Stored data
>>>

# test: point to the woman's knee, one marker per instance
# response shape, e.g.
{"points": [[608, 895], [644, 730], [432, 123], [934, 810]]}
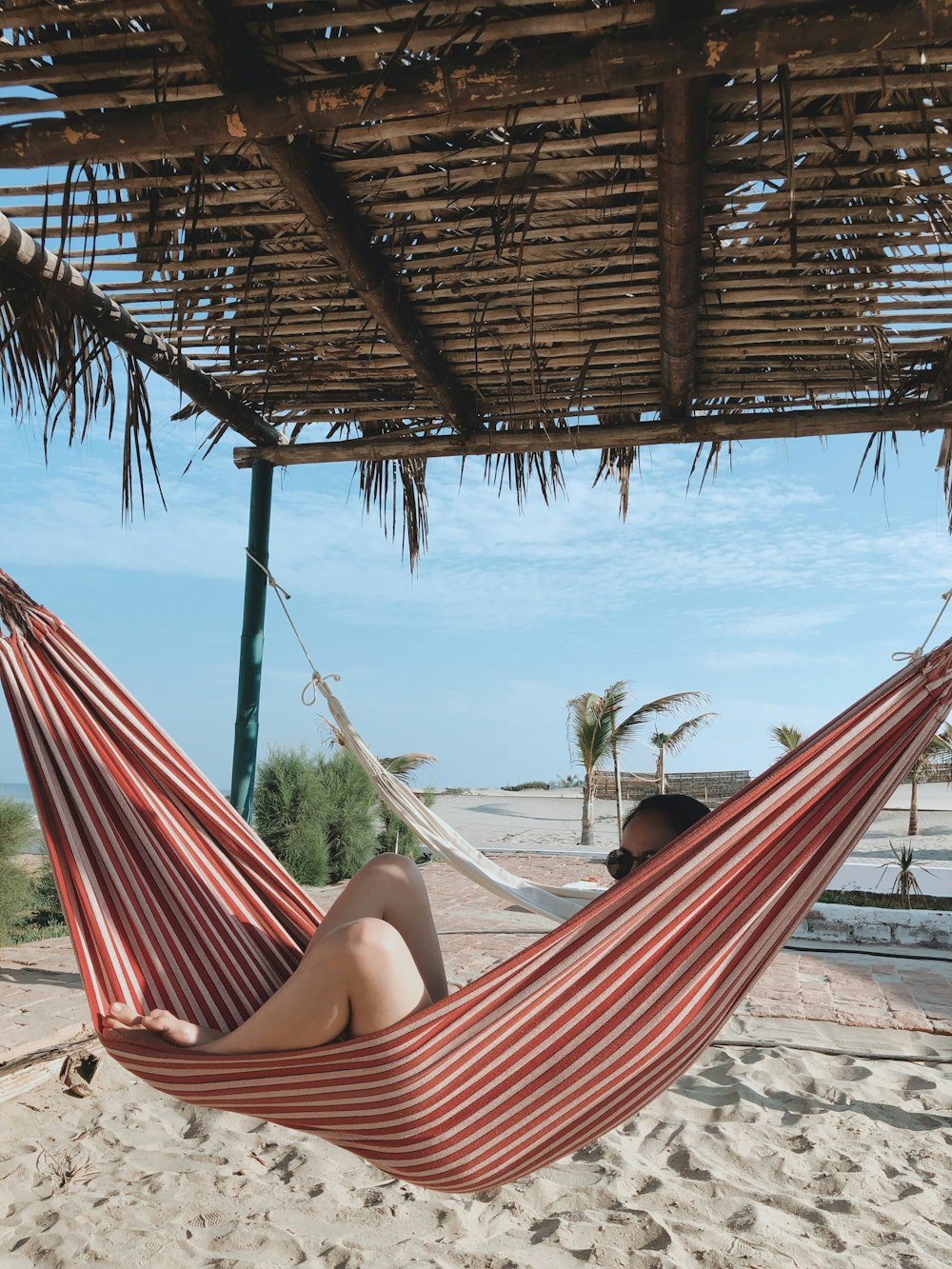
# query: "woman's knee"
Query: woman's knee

<<<

Print the lines above verbatim, omitting the picture.

• _Response to this task_
# test: point to the woman's knee, one marker per instance
# response shape, e.g.
{"points": [[608, 895], [644, 730], [432, 123], [934, 810]]}
# query: "woman's knee"
Query: woman's knee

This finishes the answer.